The present world economy has become such that even when growth takes place along with inflation then all citizens do not benefit equally. Unfortunately it is the rich who are benefiting most over the last decade as revealed by an increasing rich/poor ratios and the increasing ratio of the rich/poor incomes in most countries . In this scenario, the rich get compensated for any inflation that may be taking place whereas the effective income of the poor falls because of increased prices. In effect, such a monetary easing results in taking money out of the pocket of the poor and transferring it to the pocket of the rich. It is happening now in many countries that are suffering inflation. It is in effect stealing from the poor for the rich. Such an economy is called trickle-up capitalism. The author has written about it elsewhere if you search for it. Robin Hood is probably turning in his grave in Sherwood Forest because of this. He stole from the rich to give to the poor unlike some modern financial planners who are in effect doing the reverse while giving it fancy names like easing and covering it with intellectual sounding yet false arguments. There could be something noble about stealing from the rich, especially riches acquired unfairly and giving it to the poor. Wonder what the reverse is?

• **Records supplied**
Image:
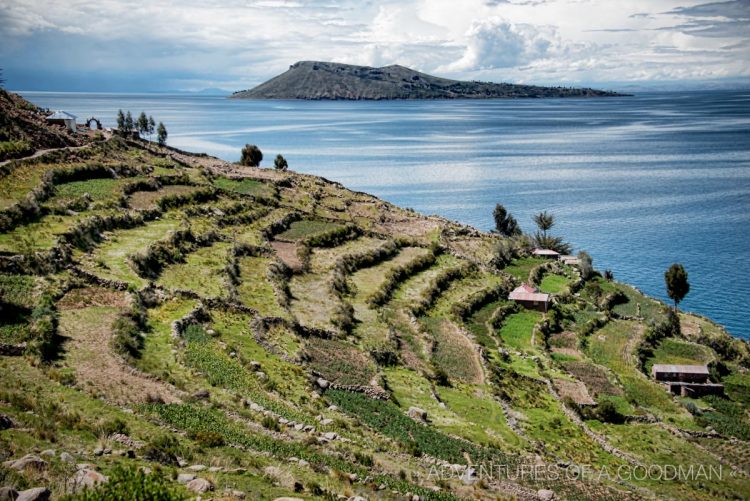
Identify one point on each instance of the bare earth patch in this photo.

---

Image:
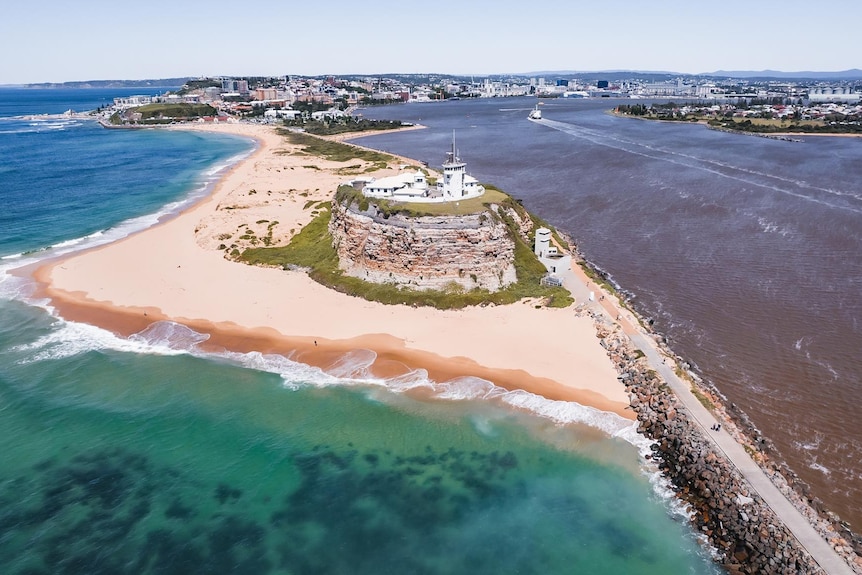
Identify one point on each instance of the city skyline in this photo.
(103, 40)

• **Written tasks**
1. In the passage on inflation and the rich and poor, which sentences contain the word "poor"? List each in full.
2. Locate each line of the entries that includes the word "point", and copy those lines.

• **Final answers**
1.
1. Unfortunately it is the rich who are benefiting most over the last decade as revealed by an increasing rich/poor ratios and the increasing ratio of the rich/poor incomes in most countries .
2. In this scenario, the rich get compensated for any inflation that may be taking place whereas the effective income of the poor falls because of increased prices.
3. In effect, such a monetary easing results in taking money out of the pocket of the poor and transferring it to the pocket of the rich.
4. It is in effect stealing from the poor for the rich.
5. He stole from the rich to give to the poor unlike some modern financial planners who are in effect doing the reverse while giving it fancy names like easing and covering it with intellectual sounding yet false arguments.
6. There could be something noble about stealing from the rich, especially riches acquired unfairly and giving it to the poor.

2.
Identify one point on each instance of the bare earth patch in this photo.
Identify one point on each instance of the city skyline in this photo.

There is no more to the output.